* [Your goal]: Print the data below exactly, but only the lines from the one containing "Target: wrinkled fabric" down to the one containing "[locate] brand label", inclusive.

Start of Supplied records

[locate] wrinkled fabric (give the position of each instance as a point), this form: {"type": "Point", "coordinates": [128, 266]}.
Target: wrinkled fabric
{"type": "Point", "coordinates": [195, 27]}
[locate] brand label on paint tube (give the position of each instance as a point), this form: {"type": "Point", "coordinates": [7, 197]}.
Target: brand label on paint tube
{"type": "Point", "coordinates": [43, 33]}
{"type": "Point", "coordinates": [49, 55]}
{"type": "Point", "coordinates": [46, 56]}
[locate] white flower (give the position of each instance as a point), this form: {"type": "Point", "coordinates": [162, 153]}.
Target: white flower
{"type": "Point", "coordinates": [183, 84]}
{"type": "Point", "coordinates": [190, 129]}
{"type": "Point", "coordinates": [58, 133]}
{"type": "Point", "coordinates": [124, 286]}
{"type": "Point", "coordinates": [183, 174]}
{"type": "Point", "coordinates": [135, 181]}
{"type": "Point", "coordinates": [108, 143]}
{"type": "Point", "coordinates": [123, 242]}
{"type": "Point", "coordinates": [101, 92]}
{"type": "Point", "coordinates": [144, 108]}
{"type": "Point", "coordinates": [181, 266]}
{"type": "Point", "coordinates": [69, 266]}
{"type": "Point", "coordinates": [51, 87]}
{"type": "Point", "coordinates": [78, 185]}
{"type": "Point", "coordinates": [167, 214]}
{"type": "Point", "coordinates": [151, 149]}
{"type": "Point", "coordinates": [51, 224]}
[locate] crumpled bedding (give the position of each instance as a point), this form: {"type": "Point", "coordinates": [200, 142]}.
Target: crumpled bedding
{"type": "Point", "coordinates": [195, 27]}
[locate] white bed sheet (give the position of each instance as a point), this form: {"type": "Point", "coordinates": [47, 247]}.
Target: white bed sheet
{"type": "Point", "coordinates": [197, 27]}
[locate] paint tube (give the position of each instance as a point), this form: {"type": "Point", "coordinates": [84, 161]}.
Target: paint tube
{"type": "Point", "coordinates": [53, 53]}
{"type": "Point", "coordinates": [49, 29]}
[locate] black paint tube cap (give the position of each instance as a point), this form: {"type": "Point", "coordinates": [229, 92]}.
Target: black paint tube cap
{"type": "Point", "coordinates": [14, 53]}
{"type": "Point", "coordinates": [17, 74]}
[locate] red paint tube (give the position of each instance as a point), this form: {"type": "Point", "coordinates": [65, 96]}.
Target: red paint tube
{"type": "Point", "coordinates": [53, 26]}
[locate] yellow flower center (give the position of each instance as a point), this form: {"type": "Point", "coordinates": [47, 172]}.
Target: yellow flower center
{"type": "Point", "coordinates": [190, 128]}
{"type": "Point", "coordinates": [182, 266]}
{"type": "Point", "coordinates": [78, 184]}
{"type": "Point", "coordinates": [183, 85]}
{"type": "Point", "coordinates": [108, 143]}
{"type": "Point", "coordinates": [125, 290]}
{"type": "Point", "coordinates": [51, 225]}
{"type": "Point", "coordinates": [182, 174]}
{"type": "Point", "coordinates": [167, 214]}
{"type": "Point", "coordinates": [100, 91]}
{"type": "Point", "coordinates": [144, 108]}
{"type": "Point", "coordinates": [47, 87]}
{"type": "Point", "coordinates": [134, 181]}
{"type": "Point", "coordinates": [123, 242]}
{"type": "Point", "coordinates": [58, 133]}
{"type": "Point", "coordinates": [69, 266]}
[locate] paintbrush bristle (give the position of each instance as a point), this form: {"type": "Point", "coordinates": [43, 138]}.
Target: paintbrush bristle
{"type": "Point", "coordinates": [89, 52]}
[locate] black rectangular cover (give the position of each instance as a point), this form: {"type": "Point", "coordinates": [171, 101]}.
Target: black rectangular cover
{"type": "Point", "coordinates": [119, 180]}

End of Supplied records

* [Response]:
Target: wrinkled fabric
{"type": "Point", "coordinates": [195, 27]}
[locate] brand label on paint tube (give the position of each instance as a point), this form: {"type": "Point", "coordinates": [7, 197]}.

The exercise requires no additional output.